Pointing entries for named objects
# # #

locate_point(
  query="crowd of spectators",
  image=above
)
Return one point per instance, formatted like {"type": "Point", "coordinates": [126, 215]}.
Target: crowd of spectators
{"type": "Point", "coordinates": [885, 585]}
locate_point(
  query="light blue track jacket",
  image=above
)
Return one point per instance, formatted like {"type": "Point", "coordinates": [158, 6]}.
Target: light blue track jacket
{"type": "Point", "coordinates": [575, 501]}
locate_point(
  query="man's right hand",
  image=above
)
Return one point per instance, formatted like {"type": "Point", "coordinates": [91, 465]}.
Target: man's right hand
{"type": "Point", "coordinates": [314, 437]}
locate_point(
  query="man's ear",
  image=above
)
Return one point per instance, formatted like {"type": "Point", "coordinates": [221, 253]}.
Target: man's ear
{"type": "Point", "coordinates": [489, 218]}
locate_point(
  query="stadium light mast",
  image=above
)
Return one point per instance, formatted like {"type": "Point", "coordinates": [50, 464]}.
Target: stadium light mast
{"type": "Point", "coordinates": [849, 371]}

# # #

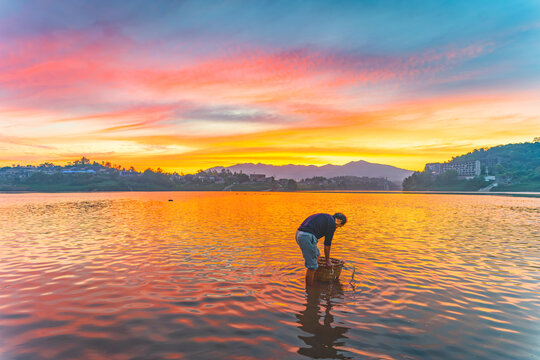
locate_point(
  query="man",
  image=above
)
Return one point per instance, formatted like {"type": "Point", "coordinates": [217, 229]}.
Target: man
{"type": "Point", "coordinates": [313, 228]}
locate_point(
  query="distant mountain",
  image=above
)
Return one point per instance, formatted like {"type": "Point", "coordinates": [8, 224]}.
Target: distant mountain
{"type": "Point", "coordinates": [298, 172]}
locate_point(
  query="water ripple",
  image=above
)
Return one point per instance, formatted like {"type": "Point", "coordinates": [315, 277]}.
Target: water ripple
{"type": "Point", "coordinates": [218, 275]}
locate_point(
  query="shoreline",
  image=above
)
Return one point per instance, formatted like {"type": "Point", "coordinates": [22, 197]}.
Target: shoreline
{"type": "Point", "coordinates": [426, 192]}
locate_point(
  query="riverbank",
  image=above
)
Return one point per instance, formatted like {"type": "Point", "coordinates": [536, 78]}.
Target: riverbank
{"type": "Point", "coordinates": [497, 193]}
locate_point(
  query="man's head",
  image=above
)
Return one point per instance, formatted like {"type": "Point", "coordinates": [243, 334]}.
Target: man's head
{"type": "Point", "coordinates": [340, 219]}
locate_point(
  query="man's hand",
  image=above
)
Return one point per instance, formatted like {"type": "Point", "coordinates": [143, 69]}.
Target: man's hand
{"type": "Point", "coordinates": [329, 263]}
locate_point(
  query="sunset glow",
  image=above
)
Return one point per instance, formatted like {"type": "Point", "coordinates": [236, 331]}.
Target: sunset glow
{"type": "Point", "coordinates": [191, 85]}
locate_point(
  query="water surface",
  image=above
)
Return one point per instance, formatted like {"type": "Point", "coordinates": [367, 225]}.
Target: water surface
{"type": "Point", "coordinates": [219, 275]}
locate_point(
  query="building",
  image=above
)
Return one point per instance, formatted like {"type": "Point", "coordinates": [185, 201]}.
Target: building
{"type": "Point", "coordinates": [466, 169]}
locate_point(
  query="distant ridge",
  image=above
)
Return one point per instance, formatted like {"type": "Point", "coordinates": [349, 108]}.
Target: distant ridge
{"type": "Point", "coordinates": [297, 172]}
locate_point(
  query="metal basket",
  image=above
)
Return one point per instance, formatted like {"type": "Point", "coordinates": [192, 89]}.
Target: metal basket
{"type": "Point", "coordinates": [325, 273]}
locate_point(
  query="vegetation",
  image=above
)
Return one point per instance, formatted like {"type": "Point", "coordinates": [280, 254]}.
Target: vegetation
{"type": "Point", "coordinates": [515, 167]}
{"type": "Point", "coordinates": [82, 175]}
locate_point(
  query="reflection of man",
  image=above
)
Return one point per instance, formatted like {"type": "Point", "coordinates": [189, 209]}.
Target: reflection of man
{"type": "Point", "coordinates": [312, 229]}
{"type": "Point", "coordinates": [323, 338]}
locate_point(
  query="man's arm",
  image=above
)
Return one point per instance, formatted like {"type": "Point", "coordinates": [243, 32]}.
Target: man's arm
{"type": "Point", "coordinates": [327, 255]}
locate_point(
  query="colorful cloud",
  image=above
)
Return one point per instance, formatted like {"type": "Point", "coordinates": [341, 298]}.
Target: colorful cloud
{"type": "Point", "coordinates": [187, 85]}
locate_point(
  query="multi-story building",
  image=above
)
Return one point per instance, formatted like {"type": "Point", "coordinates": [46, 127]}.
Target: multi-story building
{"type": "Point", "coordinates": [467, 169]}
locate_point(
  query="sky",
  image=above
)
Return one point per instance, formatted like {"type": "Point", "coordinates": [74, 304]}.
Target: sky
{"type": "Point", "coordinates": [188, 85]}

# # #

• **PROBLEM STATEMENT**:
Return every line above that contains the string "surface", copying each one in full.

• **FULL SOLUTION**:
  query="water surface",
Target: water surface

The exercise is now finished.